Cleanup from /simplify (no behavioral change):
- Extract `_region_mask_and_keys(table, element)` used by both read and write,
  removing the duplicated `get_table_keys` + O(n_obs) `region_key`-string-cast
  mask that was computed twice per cold call.
- Read path: validate shape on the raw obsm array and cast only the masked
  subset to float, instead of casting the whole `obsm["spatial"]` on every
  cache hit (the hot path).
- Write path: coerce a non-dict `uns["spatialdata_plot"]` instead of early
  returning after `obsm` was already mutated, so obsm and the provenance marker
  are always written together (no half-write).
- Drop the dead `"key"` provenance field (constant, never read back).
- Rename the misleading `table` local (held a table *name*) in
  `_get_or_compute_centroids`.

Exercise =>
According to the cleanup notes, why is the `"key"` provenance field dropped? Rely only on the cleanup notes above.

Supplied material =>
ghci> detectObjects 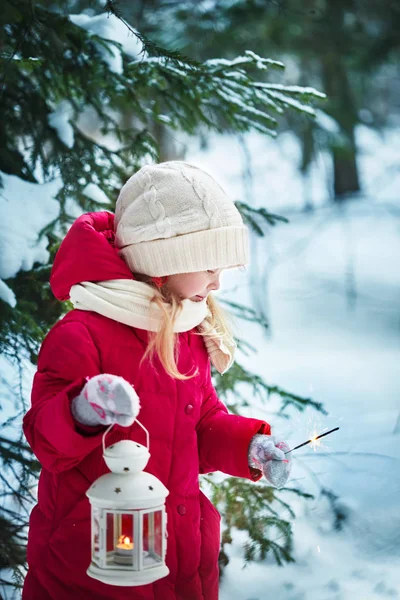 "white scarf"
[70,279,236,375]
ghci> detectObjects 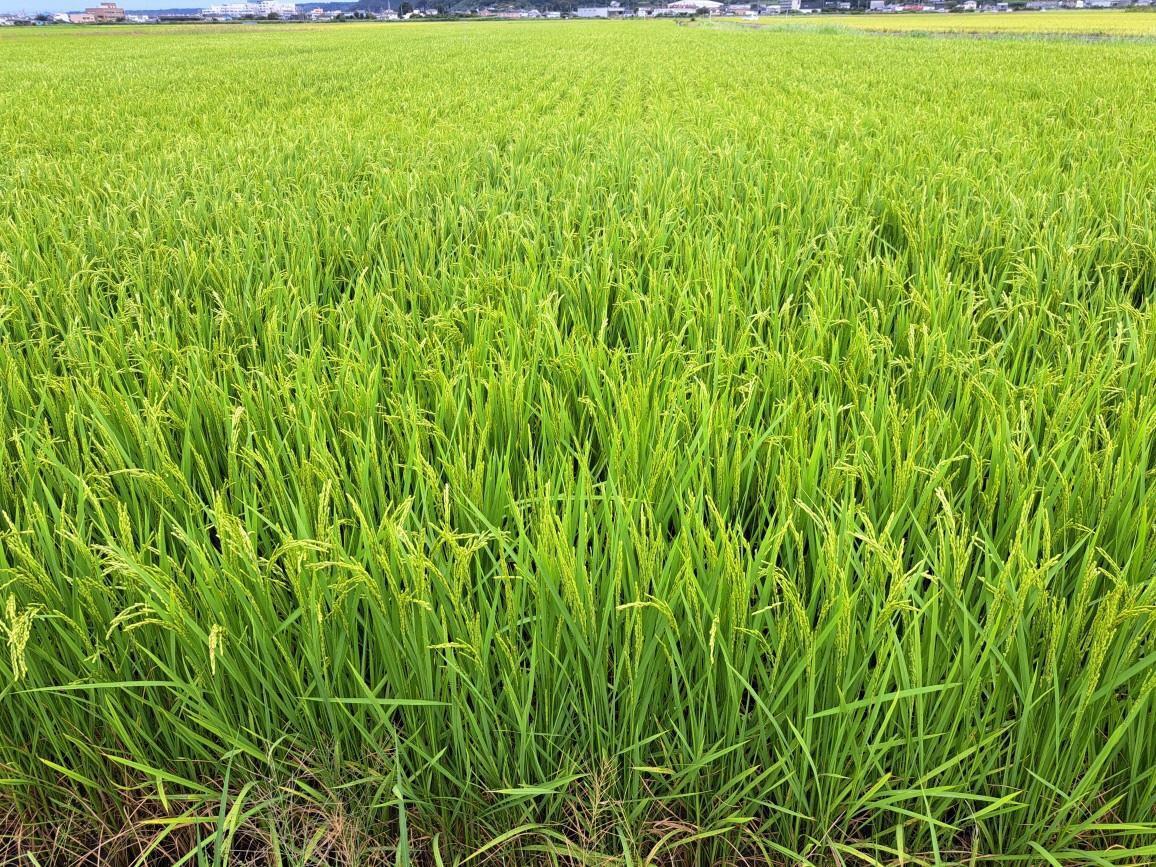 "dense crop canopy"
[0,22,1156,865]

Answer in full =>
It is constant and never read back.